EXERCISE OBJECTIVE
Lay out the part of the listing that opens with the line containing "Where can you see the fingernail" and closes with the line containing "(1217, 268)" as a numbered list, skipping blank lines. Include both of those lines and nothing outside them.

MATERIAL TO PROCESS
┏━━

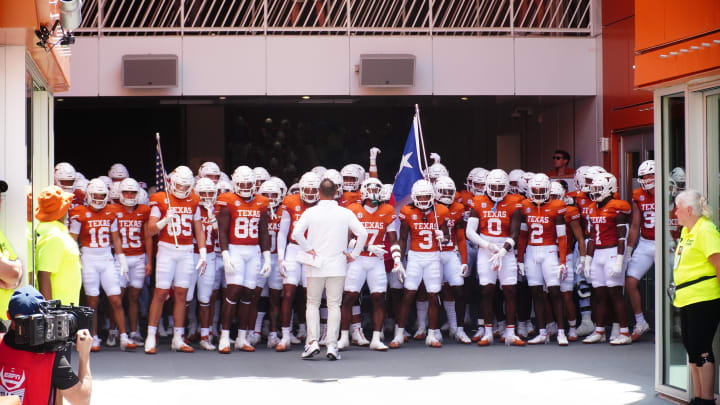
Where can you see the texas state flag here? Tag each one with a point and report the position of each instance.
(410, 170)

┗━━
┏━━

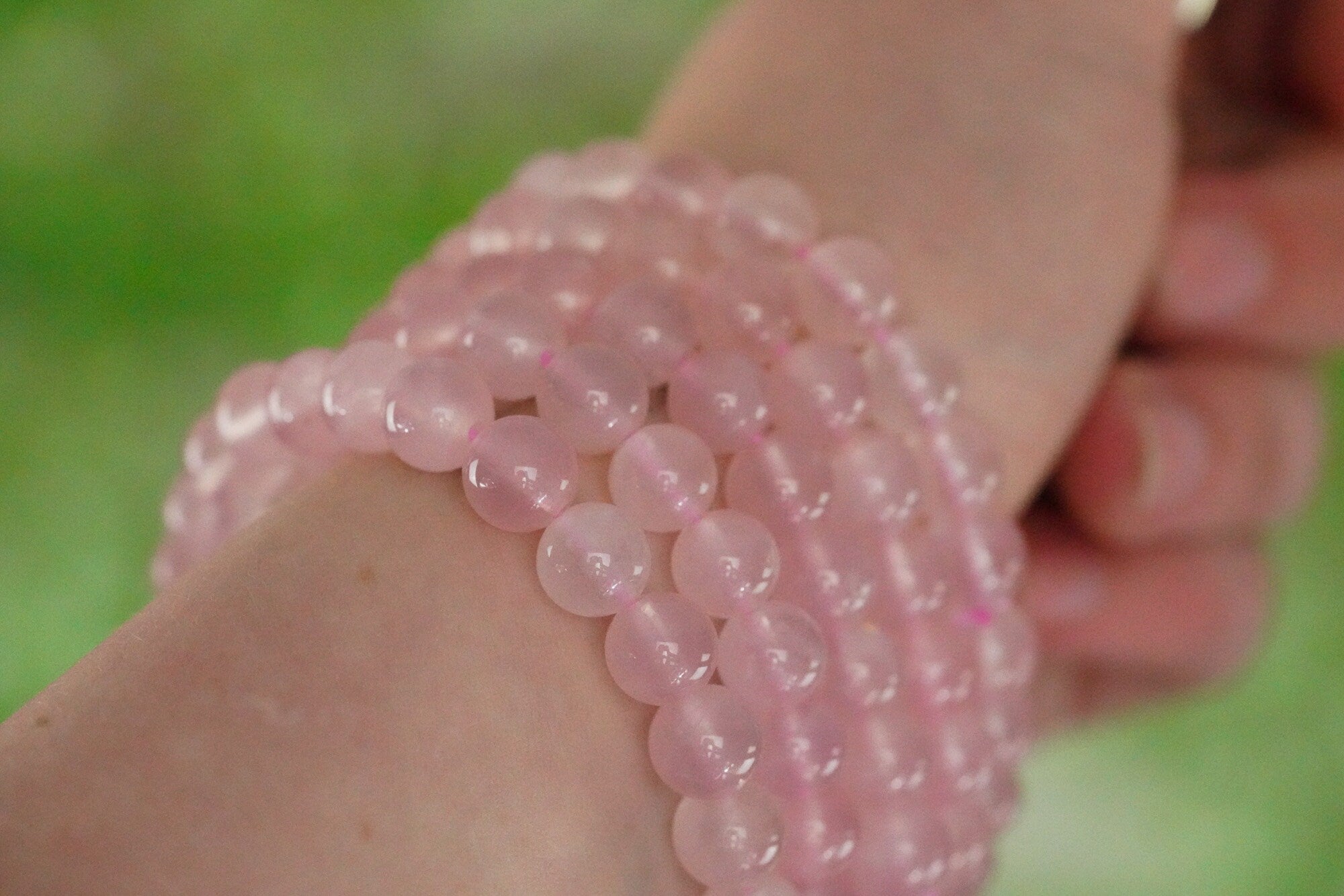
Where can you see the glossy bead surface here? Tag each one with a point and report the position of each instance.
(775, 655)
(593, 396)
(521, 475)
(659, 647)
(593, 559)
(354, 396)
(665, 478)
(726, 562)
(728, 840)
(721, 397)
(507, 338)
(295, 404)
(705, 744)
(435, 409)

┗━━
┏━━

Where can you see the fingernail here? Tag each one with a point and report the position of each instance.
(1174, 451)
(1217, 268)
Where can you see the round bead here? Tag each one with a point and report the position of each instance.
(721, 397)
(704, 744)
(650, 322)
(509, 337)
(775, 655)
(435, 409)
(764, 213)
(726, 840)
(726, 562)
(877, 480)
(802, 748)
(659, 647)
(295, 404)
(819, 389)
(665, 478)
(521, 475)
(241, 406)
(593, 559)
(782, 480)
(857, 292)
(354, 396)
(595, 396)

┗━━

TASK ANSWER
1. Where can you see the fingernail here? Tag each one with a point and report the position of each instance.
2. (1174, 451)
3. (1217, 268)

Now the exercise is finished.